▶ [Extrait du texte]:
══════

Car leur nombre est trop restreint. -- Le prêtre qui défend aujourd'hui le patriotisme remplit des lacunes et il épargne peut-être au clergé éducateur l'accusation de n'avoir formé que des sans-patrie, suivant l'expression du Cardinal.
Dans l' « élite » ? Quantité de déracinés, d'égoïstes, de plantes exotiques, de fruits secs, de cyniques et d'abrutis. De nationalistes, point. Repassez le commerce, l'industrie, la finance, les professions libérales, la politique, toute la bourgeoisie : une mentalité de nouveaux riches. L' « élite » du Canada français, à part une poignée, a trahi. Elle ne représente, dans sa moyenne ou son ensemble, aucune valeur nationale, aucune valeur religieuse. Aucune valeur intellectuelle. Règne de l'individualisme ou du servilisme. II va falloir des secousses prodigieuses pour la sortir d'elle-même.
Dans la masse ? Pas économiquement, elle s'appauvrit au bénéfice de l'étranger : elle dégoise contre le Juif et l'engraisse. Pas politiquement : elle réélit des députés qui ne la protègent point. Elle a la manie de l'anglais : cette manie est implantée jusque dans les villages les plus reculés. Quand elle s'intéresse aux problèmes nationaux, c'est pour applaudir des discours de bonne entente ou du plat saint-jean-baptisme. Montréal a une commission scolaire catholique et une commission scolaire protestante. Montréal n'a pas de commission scolaire canadienne-française et monsieur Victor Doré défend qu'on y fasse de l'éducation nationale intégrale.
Tout cela me réjouit le coeur : assurément mais touchons le fond et nous ne pouvons pas dégringoler davantage. Ces moments de grande détresse ont toujours précédé nos plus authentiques réveils. Le réveil commence, nous le sentons désengourdir petit à petit le corps de la Nation.
Mais tout cela n'indique pas que nous soyons intoxiqués de nationalisme. De qui se moque-t-on ici ?
Nous arrivons au dernier tournant de la route. Nous, y rencontrons l'objection finale, telle que me l'a formulée un jeune homme de l'ancienne génération (les générations ne sont pas toujours une question d'âge) : « L'excès, c'est le néo-nationalisme, et le néo-nationalisme, c'est les Jeune-Canada ».

══════

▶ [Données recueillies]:
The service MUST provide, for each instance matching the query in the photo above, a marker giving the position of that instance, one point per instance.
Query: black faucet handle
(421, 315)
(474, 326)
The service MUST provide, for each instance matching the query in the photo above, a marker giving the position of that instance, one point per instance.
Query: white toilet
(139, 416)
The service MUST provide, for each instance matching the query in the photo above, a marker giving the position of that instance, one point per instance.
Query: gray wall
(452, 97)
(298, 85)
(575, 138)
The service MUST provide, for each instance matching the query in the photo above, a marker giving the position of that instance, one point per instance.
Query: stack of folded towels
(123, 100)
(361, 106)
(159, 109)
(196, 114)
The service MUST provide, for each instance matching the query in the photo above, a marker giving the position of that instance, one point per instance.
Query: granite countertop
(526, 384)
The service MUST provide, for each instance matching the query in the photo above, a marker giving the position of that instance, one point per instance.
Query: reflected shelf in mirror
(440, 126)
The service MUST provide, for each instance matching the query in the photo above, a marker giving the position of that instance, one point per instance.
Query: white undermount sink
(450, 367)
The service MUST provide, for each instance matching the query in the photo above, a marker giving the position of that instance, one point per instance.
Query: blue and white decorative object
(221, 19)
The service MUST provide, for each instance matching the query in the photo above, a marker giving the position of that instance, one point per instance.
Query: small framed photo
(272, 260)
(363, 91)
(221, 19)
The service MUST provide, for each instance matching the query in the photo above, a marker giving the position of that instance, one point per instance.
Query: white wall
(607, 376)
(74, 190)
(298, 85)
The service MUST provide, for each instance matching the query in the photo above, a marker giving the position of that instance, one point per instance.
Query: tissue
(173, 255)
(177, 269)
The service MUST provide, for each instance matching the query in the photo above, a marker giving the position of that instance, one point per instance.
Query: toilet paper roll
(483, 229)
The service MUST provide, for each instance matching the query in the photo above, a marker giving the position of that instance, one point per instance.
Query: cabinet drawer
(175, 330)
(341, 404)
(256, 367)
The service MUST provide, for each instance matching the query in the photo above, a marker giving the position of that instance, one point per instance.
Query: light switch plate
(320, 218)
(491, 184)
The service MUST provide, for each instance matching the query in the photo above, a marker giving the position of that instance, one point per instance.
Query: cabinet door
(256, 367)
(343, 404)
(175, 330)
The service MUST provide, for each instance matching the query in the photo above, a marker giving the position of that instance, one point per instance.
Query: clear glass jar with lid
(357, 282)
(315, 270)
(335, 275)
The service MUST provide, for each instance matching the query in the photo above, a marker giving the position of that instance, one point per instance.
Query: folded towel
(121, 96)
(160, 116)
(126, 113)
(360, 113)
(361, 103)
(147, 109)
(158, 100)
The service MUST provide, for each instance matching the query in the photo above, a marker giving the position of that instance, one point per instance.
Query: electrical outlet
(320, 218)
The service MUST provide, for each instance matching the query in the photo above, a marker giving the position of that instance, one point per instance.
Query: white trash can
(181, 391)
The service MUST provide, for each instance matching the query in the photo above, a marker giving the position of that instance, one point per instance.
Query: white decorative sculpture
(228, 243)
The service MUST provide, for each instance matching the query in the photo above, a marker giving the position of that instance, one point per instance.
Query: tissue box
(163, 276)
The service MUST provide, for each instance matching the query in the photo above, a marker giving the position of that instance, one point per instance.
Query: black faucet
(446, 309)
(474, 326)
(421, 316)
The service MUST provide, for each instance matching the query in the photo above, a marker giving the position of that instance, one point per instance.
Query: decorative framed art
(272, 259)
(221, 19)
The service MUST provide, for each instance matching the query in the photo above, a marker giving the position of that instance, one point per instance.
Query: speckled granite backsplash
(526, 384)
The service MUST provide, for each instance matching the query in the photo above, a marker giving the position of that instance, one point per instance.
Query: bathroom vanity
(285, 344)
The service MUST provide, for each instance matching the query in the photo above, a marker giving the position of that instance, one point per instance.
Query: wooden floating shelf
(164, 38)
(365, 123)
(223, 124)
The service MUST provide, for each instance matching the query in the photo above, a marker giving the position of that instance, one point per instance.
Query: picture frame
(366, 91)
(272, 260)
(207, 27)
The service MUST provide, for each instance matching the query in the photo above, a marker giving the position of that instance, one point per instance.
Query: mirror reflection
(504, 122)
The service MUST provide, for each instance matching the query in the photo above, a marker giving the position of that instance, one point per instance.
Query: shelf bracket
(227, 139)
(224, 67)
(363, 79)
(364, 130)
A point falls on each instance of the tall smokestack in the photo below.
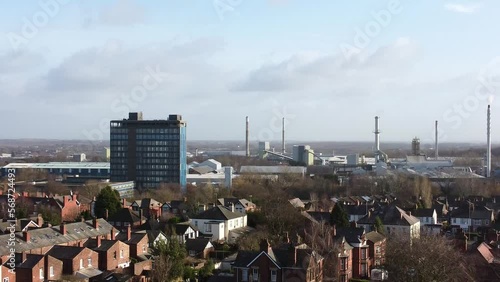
(377, 139)
(436, 150)
(247, 141)
(283, 136)
(488, 143)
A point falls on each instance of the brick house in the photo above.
(284, 263)
(67, 206)
(39, 268)
(75, 259)
(112, 254)
(376, 243)
(127, 217)
(150, 208)
(199, 247)
(138, 243)
(47, 242)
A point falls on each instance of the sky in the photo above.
(328, 67)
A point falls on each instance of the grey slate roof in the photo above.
(31, 261)
(218, 213)
(197, 245)
(65, 252)
(50, 236)
(374, 236)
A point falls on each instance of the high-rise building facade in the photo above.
(148, 152)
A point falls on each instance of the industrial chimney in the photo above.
(283, 137)
(247, 142)
(436, 150)
(488, 142)
(377, 139)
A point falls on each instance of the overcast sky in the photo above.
(328, 67)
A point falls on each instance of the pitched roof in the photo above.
(352, 235)
(135, 238)
(197, 245)
(423, 212)
(374, 236)
(218, 213)
(126, 215)
(50, 236)
(31, 261)
(485, 252)
(65, 252)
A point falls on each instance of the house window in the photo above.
(274, 275)
(244, 275)
(255, 274)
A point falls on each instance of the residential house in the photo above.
(151, 208)
(219, 221)
(182, 231)
(240, 205)
(394, 219)
(199, 247)
(469, 217)
(39, 268)
(112, 254)
(283, 263)
(376, 243)
(127, 217)
(77, 260)
(359, 254)
(138, 242)
(67, 206)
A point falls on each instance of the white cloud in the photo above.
(462, 8)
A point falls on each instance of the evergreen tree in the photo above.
(107, 199)
(338, 216)
(379, 226)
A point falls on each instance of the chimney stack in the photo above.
(265, 246)
(436, 149)
(283, 136)
(377, 139)
(62, 228)
(247, 141)
(488, 136)
(26, 236)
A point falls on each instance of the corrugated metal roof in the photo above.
(272, 169)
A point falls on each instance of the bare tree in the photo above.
(429, 258)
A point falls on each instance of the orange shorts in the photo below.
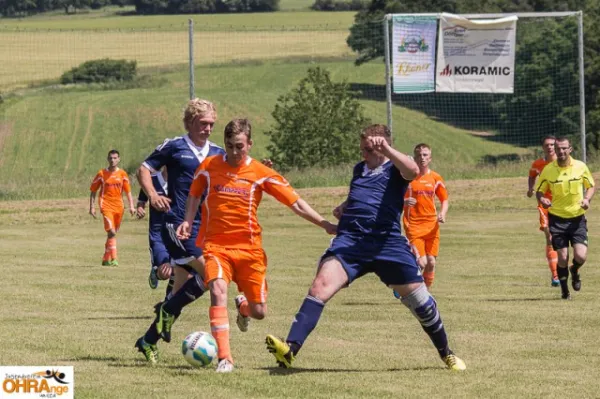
(246, 267)
(425, 244)
(112, 220)
(543, 217)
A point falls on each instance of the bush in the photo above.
(101, 71)
(339, 5)
(316, 124)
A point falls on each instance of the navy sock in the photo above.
(305, 321)
(188, 293)
(424, 308)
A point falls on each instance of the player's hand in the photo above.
(183, 231)
(546, 203)
(160, 203)
(329, 227)
(164, 271)
(379, 144)
(140, 212)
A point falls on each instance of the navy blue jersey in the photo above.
(375, 202)
(182, 158)
(155, 218)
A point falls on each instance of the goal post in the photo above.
(548, 97)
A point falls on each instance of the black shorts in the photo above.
(565, 231)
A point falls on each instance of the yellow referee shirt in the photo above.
(566, 185)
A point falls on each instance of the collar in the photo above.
(199, 153)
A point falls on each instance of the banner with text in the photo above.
(413, 53)
(476, 56)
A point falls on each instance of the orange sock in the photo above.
(245, 308)
(112, 246)
(219, 327)
(552, 258)
(428, 277)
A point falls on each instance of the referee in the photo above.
(572, 188)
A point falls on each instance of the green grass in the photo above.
(63, 136)
(518, 339)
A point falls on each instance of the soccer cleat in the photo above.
(224, 366)
(153, 279)
(454, 363)
(575, 279)
(242, 321)
(164, 321)
(150, 351)
(281, 350)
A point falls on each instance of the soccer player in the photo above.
(111, 182)
(369, 240)
(421, 220)
(181, 156)
(159, 256)
(230, 233)
(572, 188)
(536, 169)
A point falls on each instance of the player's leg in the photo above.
(218, 274)
(559, 229)
(551, 255)
(579, 241)
(397, 268)
(331, 277)
(250, 274)
(432, 247)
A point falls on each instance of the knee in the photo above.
(258, 311)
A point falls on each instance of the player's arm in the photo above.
(184, 230)
(406, 165)
(543, 187)
(158, 202)
(305, 211)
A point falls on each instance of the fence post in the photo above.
(191, 60)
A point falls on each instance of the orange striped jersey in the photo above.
(232, 198)
(536, 169)
(423, 215)
(111, 186)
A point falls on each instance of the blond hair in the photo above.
(197, 108)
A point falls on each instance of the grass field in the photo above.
(518, 338)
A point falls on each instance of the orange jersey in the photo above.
(111, 186)
(536, 169)
(232, 198)
(422, 217)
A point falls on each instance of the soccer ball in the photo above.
(199, 349)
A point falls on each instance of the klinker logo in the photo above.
(460, 70)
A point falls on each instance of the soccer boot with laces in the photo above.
(149, 351)
(224, 366)
(281, 350)
(241, 321)
(454, 363)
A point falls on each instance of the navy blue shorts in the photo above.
(182, 252)
(391, 260)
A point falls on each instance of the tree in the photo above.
(317, 123)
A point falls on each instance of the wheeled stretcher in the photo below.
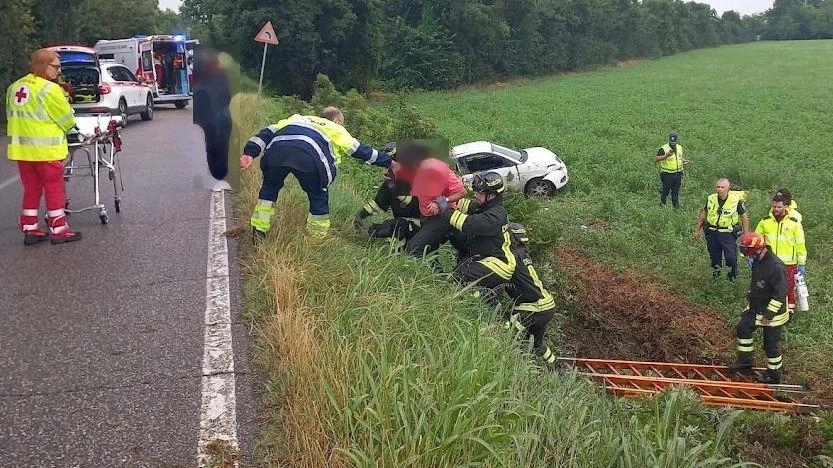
(92, 150)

══════

▶ [Exercice proposé 1]: Indiquez si chacune des affirmations suivantes concorde avec l'extrait sur le nationalisme canadien-français, en répondant par oui ou par non et en citant à l'identique les mots décisifs de l'extrait : (a) Montréal possède une commission scolaire canadienne-française ; (b) la manie de l'anglais s'est répandue jusque dans les villages les plus reculés ; (c) l'objection finale a été formulée par un jeune homme de la nouvelle génération.
▶ [Exercice proposé 2]: Exprimez sous forme de liste JSON de chaînes les lignes des données recueillies, en commençant à la ligne qui contient "A point falls on each instance of the soccer cleat" et en terminant à la fin des données, à raison d'une chaîne par ligne et sans les lignes vides. Laissez les images hors de la réponse.
Les données recueillies n'ont aucun lien avec l'extrait sur le nationalisme canadien-français.

▶ [Réponse correcte 1]:
(a) Non : « Montréal n'a pas de commission scolaire canadienne-française ».
(b) Oui : « cette manie est implantée jusque dans les villages les plus reculés ».
(c) Non : « un jeune homme de l'ancienne génération ».

▶ [Réponse correcte 2]:
[
  "A point falls on each instance of the soccer cleat in the photo above.",
  "(224, 366)",
  "(153, 279)",
  "(454, 363)",
  "(575, 279)",
  "(242, 321)",
  "(164, 321)",
  "(150, 351)",
  "(281, 350)",
  "A point falls on each instance of the soccer player in the photo above.",
  "(111, 182)",
  "(369, 240)",
  "(421, 220)",
  "(181, 156)",
  "(159, 256)",
  "(230, 233)",
  "(572, 188)",
  "(536, 169)",
  "A point falls on each instance of the player's leg in the photo above.",
  "(218, 274)",
  "(559, 229)",
  "(551, 255)",
  "(579, 241)",
  "(397, 268)",
  "(331, 277)",
  "(250, 274)",
  "(432, 247)",
  "A point falls on each instance of the knee in the photo above.",
  "(258, 311)",
  "A point falls on each instance of the player's arm in the photo above.",
  "(184, 230)",
  "(406, 165)",
  "(543, 187)",
  "(158, 202)",
  "(305, 211)",
  "A point falls on each instance of the fence post in the photo above.",
  "(191, 60)",
  "A point falls on each instance of the orange striped jersey in the photo above.",
  "(232, 198)",
  "(536, 169)",
  "(423, 215)",
  "(111, 186)",
  "A point falls on each instance of the blond hair in the photo above.",
  "(197, 108)",
  "A point falls on each instance of the grass field in the photo above.",
  "(518, 338)",
  "A point falls on each instance of the orange jersey in the photo above.",
  "(111, 186)",
  "(536, 169)",
  "(232, 198)",
  "(422, 217)",
  "A point falls on each instance of the soccer ball in the photo above.",
  "(199, 349)",
  "A point falls on each instance of the klinker logo in the photo above.",
  "(460, 70)",
  "A point falls on each instance of the soccer boot with laces in the photo above.",
  "(149, 351)",
  "(224, 366)",
  "(281, 350)",
  "(241, 321)",
  "(454, 363)",
  "A point falls on each instance of the navy blue shorts in the photo above.",
  "(182, 252)",
  "(391, 260)",
  "A point falls on each instance of the tree in the photo above.",
  "(317, 123)",
  "A point falls on each instance of the wheeled stretcher in the photo below.",
  "(92, 150)"
]